_Consegna scritta a_
Ricopia senza alcuna modifica le righe dell'elenco, dalla prima fino a quella che contiene "[[14, 83, 37, 92]]", entrambe comprese.

_Testo da leggere_
=====

Da quel giorno, su Simeoni si è scatenato l'inferno: Lance ha tenuto le fila di una sorta di mobbing, coinvolgendo altri campioni-amici, primo fra tutti Cipollini, compagno di squadra di Simeoni che - lo scopriamo ora dalle rivelazioni del team manager della Domina Vacanze, Vincenzo Santoni - ha fatto di tutto per impedire che nella formazione per il Tour ci fosse anche il laziale.
Simeoni invece al Tour ci è andato, e ha fatto una discreta figura, andando un paio di volte in fuga (nella prima occasione venne ripreso a 50 metri dal traguardo). Oggi ci ha riprovato, in avvio di tappa. Davanti c'erano già sei attaccanti (Flecha, Joly, Lotz, Garcia Acosta, Fofonov e Mercado).
Ma non appena Simeoni è emerso dal gruppo, Armstrong ne ha preso la ruota, inseguendolo passivamente. In breve i due hanno coperto i 40" che li separavano dai primi. Ma con Armstrong davanti, la fuga non avrebbe avuto nessuna possibilità di riuscita (e infatti la T-Mobile si era già messa a inseguire).

=====

_Consegna scritta b_
Nel testo sul Tour, a quanti metri dal traguardo venne ripreso Simeoni nella sua prima fuga?

=====

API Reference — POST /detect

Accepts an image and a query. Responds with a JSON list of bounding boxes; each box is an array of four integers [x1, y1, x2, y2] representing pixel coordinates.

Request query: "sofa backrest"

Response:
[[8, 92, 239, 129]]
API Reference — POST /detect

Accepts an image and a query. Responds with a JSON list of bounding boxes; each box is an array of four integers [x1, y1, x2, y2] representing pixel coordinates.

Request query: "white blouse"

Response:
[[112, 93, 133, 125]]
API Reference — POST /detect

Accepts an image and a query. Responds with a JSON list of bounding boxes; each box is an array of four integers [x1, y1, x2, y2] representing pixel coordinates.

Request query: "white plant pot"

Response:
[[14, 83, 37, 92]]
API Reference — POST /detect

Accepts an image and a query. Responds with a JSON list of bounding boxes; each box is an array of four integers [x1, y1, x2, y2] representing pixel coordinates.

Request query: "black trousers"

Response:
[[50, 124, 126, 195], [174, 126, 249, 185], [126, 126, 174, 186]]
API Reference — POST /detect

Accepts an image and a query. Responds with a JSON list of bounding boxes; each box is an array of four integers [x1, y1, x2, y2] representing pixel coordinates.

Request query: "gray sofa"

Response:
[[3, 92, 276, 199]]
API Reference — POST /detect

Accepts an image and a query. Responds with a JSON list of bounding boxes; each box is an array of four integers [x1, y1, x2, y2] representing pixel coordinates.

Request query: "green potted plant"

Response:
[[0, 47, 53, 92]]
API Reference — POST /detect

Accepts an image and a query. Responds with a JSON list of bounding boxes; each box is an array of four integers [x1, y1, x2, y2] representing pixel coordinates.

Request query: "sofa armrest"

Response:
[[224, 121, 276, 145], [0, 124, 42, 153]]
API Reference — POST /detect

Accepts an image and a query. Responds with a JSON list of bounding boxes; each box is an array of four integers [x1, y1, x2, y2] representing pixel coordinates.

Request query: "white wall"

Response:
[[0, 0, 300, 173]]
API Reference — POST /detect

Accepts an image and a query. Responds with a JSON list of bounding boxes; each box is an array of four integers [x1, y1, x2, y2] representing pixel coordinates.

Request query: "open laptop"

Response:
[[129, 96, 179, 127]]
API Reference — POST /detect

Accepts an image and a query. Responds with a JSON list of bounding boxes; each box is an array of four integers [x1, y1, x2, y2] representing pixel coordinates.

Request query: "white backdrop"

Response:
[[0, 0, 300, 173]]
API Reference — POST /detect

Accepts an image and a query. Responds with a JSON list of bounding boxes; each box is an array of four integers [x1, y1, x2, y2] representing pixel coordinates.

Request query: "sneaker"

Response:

=====

_Risultato corretto a_
API Reference — POST /detect

Accepts an image and a query. Responds with a JSON list of bounding boxes; each box is an array of four integers [x1, y1, x2, y2] representing pixel coordinates.

Request query: "sofa backrest"

Response:
[[8, 92, 239, 129]]
API Reference — POST /detect

Accepts an image and a query. Responds with a JSON list of bounding boxes; each box is an array of four integers [x1, y1, x2, y2] representing pixel coordinates.

Request query: "white blouse"

Response:
[[112, 93, 133, 125]]
API Reference — POST /detect

Accepts an image and a query. Responds with a JSON list of bounding boxes; each box is an array of four integers [x1, y1, x2, y2] representing pixel coordinates.

Request query: "white plant pot"

Response:
[[14, 83, 37, 92]]

_Risultato corretto b_
A 50 metri dal traguardo.